- REQUIREMENT
Reproduce the listing word for word, starting at its first line and ending at the line containing "[[419, 168], [520, 233]]", with both ends included. Leave the pictures out of your copy.

+ + + +

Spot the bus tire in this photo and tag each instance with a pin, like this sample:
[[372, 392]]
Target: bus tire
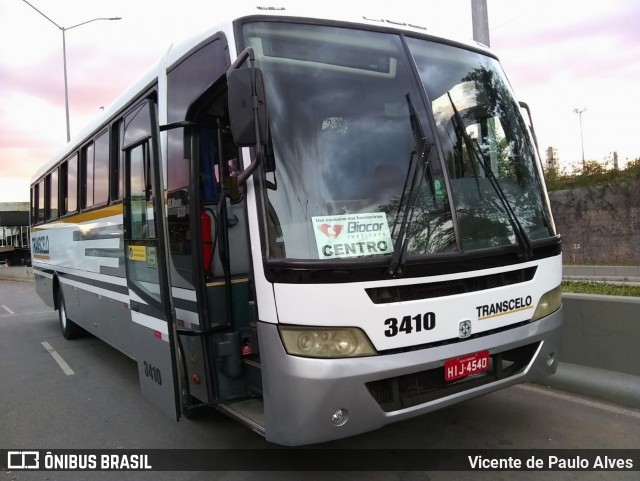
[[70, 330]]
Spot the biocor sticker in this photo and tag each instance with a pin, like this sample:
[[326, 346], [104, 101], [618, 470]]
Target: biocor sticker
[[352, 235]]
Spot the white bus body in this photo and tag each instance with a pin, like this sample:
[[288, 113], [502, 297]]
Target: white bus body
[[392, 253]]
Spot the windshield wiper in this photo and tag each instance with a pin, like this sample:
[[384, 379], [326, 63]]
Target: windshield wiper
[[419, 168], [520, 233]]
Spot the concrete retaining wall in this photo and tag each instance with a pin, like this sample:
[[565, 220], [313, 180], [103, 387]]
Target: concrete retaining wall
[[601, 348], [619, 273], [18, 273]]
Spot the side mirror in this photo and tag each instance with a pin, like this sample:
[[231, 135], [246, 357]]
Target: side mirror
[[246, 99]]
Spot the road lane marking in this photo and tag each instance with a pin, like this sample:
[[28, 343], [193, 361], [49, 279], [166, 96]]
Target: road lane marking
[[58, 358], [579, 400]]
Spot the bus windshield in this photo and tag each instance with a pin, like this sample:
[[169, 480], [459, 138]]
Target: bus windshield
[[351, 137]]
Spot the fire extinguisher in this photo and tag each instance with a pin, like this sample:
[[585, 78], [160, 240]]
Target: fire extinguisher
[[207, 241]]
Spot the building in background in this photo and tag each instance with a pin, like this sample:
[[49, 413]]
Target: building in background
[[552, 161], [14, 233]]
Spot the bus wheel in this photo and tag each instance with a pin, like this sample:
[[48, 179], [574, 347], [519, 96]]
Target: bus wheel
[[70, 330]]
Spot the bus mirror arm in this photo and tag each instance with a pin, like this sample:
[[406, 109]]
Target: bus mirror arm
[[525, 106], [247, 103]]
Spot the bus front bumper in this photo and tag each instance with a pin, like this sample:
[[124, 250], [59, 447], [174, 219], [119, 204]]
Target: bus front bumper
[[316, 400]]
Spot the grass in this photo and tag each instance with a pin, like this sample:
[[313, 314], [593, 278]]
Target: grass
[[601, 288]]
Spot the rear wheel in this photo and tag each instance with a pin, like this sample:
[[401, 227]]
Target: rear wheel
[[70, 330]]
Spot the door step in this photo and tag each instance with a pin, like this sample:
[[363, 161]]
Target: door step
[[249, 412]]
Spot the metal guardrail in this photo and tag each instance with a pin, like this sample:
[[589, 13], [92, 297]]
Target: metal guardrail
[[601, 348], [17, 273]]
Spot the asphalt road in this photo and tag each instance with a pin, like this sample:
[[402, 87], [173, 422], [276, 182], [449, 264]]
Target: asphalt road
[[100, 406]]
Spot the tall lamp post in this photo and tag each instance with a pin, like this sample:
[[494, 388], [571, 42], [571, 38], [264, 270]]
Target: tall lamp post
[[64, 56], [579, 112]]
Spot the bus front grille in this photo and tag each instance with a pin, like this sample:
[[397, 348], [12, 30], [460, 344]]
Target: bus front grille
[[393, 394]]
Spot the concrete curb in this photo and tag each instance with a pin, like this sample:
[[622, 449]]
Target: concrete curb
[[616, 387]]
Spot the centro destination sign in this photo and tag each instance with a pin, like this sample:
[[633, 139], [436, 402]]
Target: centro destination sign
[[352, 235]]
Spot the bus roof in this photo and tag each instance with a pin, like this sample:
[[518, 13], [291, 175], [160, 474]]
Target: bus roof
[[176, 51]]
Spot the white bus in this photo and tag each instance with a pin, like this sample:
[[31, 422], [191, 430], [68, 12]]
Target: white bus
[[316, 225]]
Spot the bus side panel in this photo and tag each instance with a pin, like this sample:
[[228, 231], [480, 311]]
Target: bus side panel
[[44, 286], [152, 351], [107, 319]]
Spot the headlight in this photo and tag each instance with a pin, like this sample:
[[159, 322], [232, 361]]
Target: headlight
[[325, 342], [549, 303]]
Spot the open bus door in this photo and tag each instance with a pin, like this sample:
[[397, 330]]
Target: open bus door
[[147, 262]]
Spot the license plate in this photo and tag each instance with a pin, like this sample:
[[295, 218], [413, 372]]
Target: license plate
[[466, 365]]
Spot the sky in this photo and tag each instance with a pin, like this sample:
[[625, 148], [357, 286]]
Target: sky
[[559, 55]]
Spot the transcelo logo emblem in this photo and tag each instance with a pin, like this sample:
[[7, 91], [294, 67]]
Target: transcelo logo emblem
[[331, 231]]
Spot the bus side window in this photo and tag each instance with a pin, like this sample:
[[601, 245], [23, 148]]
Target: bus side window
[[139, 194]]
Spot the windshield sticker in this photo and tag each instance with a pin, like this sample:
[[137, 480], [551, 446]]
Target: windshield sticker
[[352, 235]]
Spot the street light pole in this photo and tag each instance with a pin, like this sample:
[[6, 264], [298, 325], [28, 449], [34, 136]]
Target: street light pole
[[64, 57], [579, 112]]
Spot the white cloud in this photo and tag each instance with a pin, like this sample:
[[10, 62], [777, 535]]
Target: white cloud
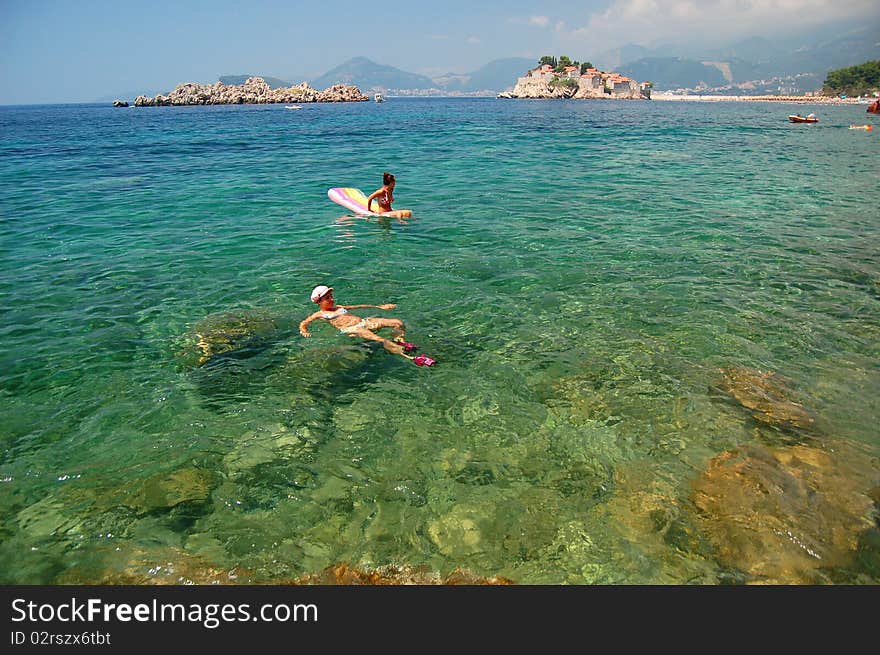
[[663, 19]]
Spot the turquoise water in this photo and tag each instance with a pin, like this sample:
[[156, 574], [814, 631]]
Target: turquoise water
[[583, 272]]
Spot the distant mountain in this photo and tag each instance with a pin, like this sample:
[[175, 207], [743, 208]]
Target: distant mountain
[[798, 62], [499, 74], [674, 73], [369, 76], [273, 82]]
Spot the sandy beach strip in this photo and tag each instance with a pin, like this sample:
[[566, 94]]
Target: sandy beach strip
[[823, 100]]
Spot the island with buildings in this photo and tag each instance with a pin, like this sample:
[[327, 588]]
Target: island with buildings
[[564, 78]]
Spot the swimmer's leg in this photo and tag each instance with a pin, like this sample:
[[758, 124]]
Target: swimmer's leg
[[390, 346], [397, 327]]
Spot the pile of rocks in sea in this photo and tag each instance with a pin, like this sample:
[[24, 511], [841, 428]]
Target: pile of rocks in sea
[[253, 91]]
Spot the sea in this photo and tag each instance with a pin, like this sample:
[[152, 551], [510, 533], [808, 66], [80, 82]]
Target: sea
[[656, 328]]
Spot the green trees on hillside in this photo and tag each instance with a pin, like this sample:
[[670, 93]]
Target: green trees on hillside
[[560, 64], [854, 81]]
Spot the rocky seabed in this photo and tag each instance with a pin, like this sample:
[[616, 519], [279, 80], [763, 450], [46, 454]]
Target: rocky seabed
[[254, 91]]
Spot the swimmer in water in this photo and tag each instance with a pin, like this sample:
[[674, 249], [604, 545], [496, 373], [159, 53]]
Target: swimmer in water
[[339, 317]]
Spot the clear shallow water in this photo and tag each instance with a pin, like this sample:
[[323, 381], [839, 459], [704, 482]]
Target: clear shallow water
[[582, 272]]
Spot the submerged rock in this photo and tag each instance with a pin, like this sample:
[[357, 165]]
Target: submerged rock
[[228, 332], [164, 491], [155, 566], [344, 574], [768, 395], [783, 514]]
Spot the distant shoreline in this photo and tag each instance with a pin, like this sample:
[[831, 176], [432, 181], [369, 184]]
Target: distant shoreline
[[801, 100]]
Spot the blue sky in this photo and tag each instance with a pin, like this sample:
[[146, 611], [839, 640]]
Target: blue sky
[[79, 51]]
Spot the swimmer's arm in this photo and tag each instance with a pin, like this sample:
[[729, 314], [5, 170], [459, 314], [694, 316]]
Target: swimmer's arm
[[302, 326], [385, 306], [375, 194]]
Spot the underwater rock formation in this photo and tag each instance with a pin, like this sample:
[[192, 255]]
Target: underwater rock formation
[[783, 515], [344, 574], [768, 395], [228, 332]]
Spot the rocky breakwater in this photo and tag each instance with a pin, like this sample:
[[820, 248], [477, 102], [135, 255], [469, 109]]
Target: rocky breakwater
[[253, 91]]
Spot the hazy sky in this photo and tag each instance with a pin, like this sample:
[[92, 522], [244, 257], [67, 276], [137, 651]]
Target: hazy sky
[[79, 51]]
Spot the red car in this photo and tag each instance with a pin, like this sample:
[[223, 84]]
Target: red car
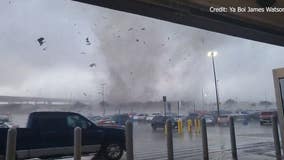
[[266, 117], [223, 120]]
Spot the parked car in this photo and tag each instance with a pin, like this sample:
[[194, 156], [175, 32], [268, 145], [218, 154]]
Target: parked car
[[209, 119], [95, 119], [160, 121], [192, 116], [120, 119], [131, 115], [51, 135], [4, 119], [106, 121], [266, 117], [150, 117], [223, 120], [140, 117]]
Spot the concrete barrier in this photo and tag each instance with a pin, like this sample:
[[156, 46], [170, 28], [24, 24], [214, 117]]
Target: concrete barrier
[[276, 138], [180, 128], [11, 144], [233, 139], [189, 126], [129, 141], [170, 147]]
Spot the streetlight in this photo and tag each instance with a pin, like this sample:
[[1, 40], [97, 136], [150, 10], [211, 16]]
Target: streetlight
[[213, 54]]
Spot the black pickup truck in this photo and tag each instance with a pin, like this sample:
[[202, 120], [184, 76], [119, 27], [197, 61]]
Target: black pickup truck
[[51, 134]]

+ + + +

- THE OUTPUT
Spot the bus tire in this photo and tag each instance with a pin, like this sample:
[[372, 392]]
Target: bus tire
[[70, 330]]
Spot the biocor sticker in this photo and tag each instance with a pin, like this sample:
[[326, 346], [104, 101], [618, 470]]
Target: biocor sticker
[[352, 235]]
Spot the white bus body in this photo and tag each instance with a pin, like this sample:
[[288, 113], [502, 297]]
Target: white bus body
[[392, 253]]
Spot the windshield wiper in this photo and tag each instance with a pin, like this sample:
[[384, 379], [326, 63]]
Target: windshield wiper
[[419, 168], [520, 233]]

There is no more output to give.